• **Available data**:
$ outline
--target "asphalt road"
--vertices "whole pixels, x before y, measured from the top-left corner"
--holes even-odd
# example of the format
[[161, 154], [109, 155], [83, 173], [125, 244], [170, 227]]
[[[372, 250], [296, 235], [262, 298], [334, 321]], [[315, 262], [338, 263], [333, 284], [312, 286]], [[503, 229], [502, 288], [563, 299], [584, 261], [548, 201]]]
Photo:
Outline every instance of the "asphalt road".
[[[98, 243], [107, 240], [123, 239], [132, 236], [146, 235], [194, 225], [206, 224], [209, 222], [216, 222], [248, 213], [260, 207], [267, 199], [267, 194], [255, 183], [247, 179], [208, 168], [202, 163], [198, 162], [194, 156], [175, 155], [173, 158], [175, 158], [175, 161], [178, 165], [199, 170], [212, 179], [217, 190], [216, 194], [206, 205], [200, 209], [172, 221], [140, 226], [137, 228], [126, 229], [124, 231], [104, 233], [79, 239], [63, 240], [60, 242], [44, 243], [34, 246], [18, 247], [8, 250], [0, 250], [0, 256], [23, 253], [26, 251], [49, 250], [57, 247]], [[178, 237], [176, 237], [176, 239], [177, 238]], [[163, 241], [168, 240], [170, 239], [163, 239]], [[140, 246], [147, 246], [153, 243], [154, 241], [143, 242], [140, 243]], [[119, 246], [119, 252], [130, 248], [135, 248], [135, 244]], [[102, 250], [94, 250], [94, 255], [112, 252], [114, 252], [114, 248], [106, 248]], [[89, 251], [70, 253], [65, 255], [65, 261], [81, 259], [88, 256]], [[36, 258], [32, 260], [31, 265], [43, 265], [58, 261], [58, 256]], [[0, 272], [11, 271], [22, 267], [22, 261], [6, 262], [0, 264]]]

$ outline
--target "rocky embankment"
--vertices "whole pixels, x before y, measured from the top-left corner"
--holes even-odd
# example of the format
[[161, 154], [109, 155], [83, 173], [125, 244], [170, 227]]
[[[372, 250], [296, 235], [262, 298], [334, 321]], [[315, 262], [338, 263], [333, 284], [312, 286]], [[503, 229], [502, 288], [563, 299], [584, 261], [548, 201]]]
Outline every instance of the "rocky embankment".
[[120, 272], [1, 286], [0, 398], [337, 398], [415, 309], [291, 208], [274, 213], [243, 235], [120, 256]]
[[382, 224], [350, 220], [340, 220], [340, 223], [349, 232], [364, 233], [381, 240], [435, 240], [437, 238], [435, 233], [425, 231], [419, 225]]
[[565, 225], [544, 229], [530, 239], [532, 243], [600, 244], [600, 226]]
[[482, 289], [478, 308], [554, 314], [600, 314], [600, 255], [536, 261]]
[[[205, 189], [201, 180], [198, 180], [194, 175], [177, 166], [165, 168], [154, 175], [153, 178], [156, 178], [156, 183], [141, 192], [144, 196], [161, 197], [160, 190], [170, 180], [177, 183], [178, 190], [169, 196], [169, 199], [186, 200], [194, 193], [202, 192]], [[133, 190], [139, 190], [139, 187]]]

• **Task details**: Repeat the whole listing exactly.

• **Solution below**:
$ outline
--target "asphalt road"
--vertices "whole pixels, x before y, measured from the top-left corner"
--holes even-odd
# example of the format
[[161, 154], [109, 155], [83, 173], [125, 244], [170, 227]]
[[[372, 250], [296, 235], [262, 298], [334, 321]], [[315, 262], [338, 263], [333, 284], [312, 286]], [[503, 229], [502, 288], [563, 299], [584, 261], [548, 201]]]
Photo:
Outline every instance of the "asphalt road".
[[[98, 243], [107, 240], [123, 239], [132, 236], [146, 235], [194, 225], [206, 224], [209, 222], [216, 222], [248, 213], [260, 207], [267, 199], [267, 194], [255, 183], [247, 179], [208, 168], [202, 163], [198, 162], [194, 156], [175, 155], [173, 158], [175, 158], [175, 161], [178, 165], [199, 170], [212, 179], [217, 190], [216, 194], [206, 205], [200, 209], [172, 221], [140, 226], [137, 228], [126, 229], [124, 231], [104, 233], [79, 239], [63, 240], [60, 242], [44, 243], [34, 246], [18, 247], [8, 250], [0, 250], [0, 256], [23, 253], [26, 251], [49, 250], [57, 247]], [[178, 237], [176, 237], [176, 239], [177, 238]], [[163, 241], [168, 240], [170, 239], [163, 239]], [[140, 246], [147, 246], [153, 243], [154, 241], [143, 242], [140, 243]], [[119, 246], [119, 252], [130, 248], [135, 248], [135, 244]], [[102, 250], [94, 250], [94, 255], [112, 252], [114, 252], [114, 248], [106, 248]], [[89, 251], [70, 253], [65, 255], [65, 261], [81, 259], [88, 256]], [[36, 258], [32, 260], [31, 265], [43, 265], [58, 261], [58, 256]], [[0, 272], [11, 271], [22, 267], [22, 261], [6, 262], [0, 264]]]

$ outline
--target "rocky embankment"
--vertices "whole pixels, x before y, measured from the top-left corner"
--holes even-odd
# example of the format
[[161, 154], [109, 155], [83, 173], [125, 244], [170, 227]]
[[[372, 250], [296, 235], [262, 298], [334, 321]], [[315, 262], [338, 263], [333, 284], [312, 286]], [[503, 229], [502, 288], [563, 299], [584, 261], [548, 201]]]
Outline every instance of the "rocky embankment".
[[120, 272], [1, 286], [0, 398], [337, 398], [415, 309], [291, 208], [274, 213], [243, 235], [120, 256]]
[[382, 224], [350, 220], [340, 220], [340, 223], [349, 232], [364, 233], [381, 240], [435, 240], [437, 238], [435, 233], [425, 231], [419, 225]]
[[565, 225], [544, 229], [530, 239], [532, 243], [600, 244], [600, 226]]
[[482, 289], [478, 308], [554, 314], [600, 314], [600, 255], [536, 261]]
[[[205, 189], [201, 180], [198, 180], [194, 175], [177, 166], [165, 168], [154, 175], [153, 178], [156, 178], [156, 183], [141, 192], [144, 196], [161, 197], [160, 190], [170, 180], [177, 183], [178, 190], [169, 196], [169, 199], [186, 200], [194, 193], [202, 192]], [[133, 190], [139, 190], [139, 187]]]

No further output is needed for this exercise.